#### The request:
Return each line in the records below that contains the word "wall".

:: Records for the exercise ::

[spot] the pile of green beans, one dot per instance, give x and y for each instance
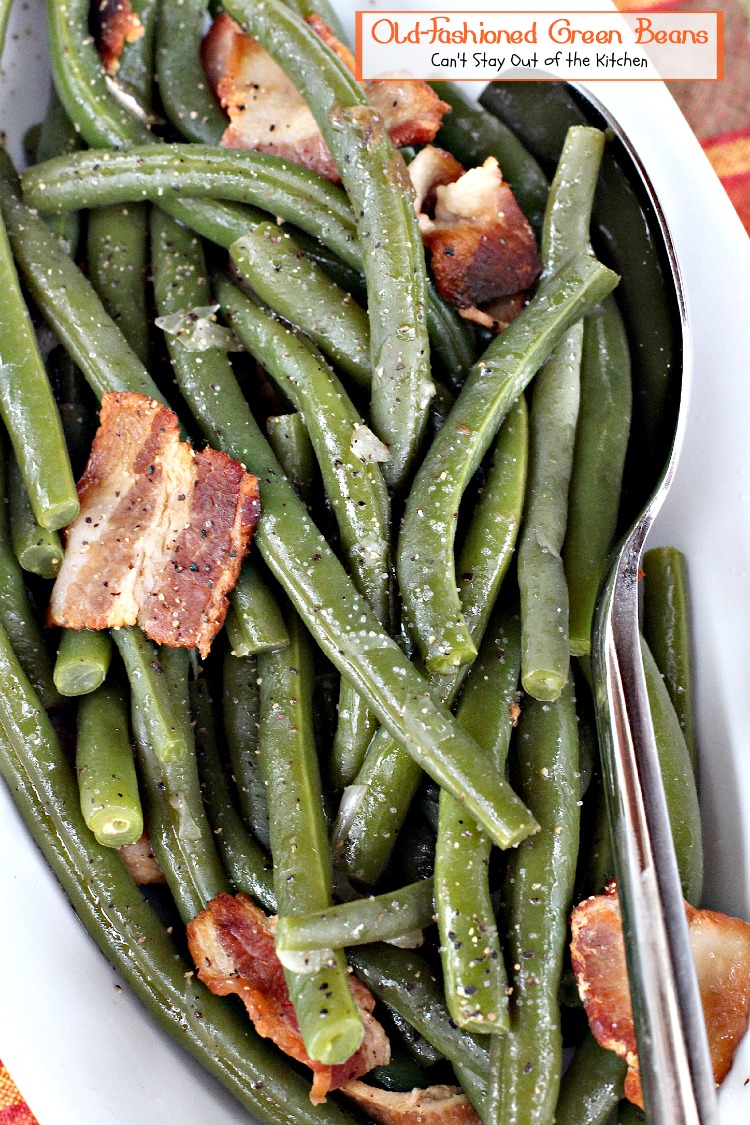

:::
:: Records for the exercise ::

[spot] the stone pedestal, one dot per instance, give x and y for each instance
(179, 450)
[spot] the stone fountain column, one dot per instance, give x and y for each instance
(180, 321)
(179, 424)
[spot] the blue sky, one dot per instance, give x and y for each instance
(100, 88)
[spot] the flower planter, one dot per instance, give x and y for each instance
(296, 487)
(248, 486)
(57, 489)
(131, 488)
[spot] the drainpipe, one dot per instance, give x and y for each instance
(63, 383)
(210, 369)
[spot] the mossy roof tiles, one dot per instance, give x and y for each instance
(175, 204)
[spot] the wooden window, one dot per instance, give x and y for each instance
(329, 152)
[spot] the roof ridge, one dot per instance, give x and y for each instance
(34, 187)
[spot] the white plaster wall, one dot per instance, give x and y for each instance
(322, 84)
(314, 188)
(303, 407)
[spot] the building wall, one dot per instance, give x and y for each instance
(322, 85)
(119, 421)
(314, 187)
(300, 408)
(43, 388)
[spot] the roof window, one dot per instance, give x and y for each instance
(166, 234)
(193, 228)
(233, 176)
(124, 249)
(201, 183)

:::
:: Records for the exercise ::

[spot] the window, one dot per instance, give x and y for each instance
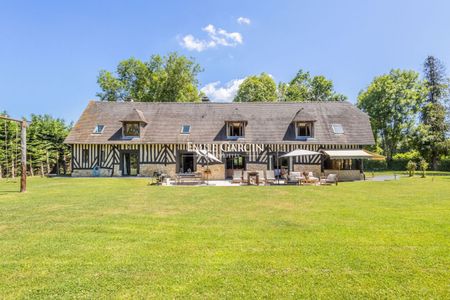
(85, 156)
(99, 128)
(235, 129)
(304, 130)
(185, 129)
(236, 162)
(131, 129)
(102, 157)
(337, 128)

:::

#### Result for this exercise:
[spot] the white plaster wall, one dot per instance, give x and y for each instance
[spot] the building wall, one dot per instance, give x and y for each instance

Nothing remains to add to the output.